Problem statement
You are to retype all of the data exactly as it appears.
=== Records for this exercise ===
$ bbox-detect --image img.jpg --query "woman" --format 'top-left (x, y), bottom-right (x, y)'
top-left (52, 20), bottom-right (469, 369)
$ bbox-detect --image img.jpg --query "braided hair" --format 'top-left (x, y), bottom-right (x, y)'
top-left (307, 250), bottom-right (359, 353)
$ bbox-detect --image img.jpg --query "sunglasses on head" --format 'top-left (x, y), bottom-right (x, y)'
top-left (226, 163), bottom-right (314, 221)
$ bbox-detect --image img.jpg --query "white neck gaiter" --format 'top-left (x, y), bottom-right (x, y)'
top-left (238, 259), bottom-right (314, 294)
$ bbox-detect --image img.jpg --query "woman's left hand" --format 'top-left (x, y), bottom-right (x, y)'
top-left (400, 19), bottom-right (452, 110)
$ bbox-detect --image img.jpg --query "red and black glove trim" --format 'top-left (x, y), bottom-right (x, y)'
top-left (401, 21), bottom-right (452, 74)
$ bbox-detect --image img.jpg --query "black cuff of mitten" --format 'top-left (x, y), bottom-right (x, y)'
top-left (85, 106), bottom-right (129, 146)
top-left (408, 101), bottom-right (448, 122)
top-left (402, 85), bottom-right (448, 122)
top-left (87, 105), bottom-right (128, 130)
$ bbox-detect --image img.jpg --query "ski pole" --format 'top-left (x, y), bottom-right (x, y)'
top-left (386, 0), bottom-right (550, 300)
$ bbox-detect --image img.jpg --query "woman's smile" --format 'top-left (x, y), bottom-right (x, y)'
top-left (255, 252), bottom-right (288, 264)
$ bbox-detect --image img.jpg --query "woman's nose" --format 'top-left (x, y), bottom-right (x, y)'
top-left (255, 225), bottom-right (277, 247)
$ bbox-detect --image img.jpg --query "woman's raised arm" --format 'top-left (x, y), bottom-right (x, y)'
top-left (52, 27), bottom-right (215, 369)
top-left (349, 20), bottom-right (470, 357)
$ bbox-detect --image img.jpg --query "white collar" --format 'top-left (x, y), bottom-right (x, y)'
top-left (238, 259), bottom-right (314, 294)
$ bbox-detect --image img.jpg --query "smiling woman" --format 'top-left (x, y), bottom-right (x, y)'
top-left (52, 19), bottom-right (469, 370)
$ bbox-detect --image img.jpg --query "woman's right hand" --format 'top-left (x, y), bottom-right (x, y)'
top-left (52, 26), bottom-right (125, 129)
===
Answer to this problem
$ bbox-detect --image img.jpg --query "woman" --format 'top-left (x, y), bottom-right (x, y)'
top-left (52, 20), bottom-right (469, 369)
$ bbox-detect --image img.jpg --query "braided hair" --format 'top-left (x, y), bottom-right (x, y)'
top-left (307, 250), bottom-right (359, 353)
$ bbox-detect --image img.jpg --query "sunglasses on head" --format 'top-left (x, y), bottom-right (x, y)'
top-left (226, 163), bottom-right (314, 221)
$ bbox-detect --image img.jpg --query "white neck gaiter" --format 'top-left (x, y), bottom-right (x, y)'
top-left (238, 259), bottom-right (314, 294)
$ bbox-detect --image img.jpg --query "woman's left hand" --format 'top-left (x, y), bottom-right (x, y)'
top-left (400, 19), bottom-right (452, 110)
$ bbox-detect --image img.jpg --query "red and black glove trim" --format 'top-left (x, y), bottom-right (x, y)'
top-left (401, 21), bottom-right (452, 74)
$ bbox-detect --image img.jpg --query "black cuff of mitten" --format 'top-left (x, y), bottom-right (x, y)'
top-left (85, 106), bottom-right (129, 146)
top-left (408, 101), bottom-right (448, 122)
top-left (402, 85), bottom-right (448, 122)
top-left (87, 105), bottom-right (128, 130)
$ bbox-detect --image img.jpg --query "ski pole" --format 'top-left (x, y), bottom-right (x, y)'
top-left (386, 0), bottom-right (550, 300)
$ bbox-detect --image img.jpg --query "woman's smile" --format 'top-left (x, y), bottom-right (x, y)'
top-left (255, 252), bottom-right (288, 264)
$ bbox-detect --image img.jpg --query "woman's nose" --format 'top-left (x, y), bottom-right (x, y)'
top-left (255, 225), bottom-right (277, 247)
$ bbox-detect --image img.jpg --query "woman's raised arm" --format 'top-left (x, y), bottom-right (x, y)'
top-left (52, 27), bottom-right (215, 369)
top-left (349, 20), bottom-right (470, 357)
$ bbox-detect --image img.jpg --query "white collar" --format 'top-left (x, y), bottom-right (x, y)'
top-left (238, 259), bottom-right (314, 294)
$ bbox-detect --image img.jpg --query "smiling woman" --format 'top-left (x, y), bottom-right (x, y)'
top-left (52, 19), bottom-right (469, 370)
$ bbox-detect --image img.jpg --query "woman's right hand" --format 'top-left (x, y), bottom-right (x, y)'
top-left (52, 26), bottom-right (125, 129)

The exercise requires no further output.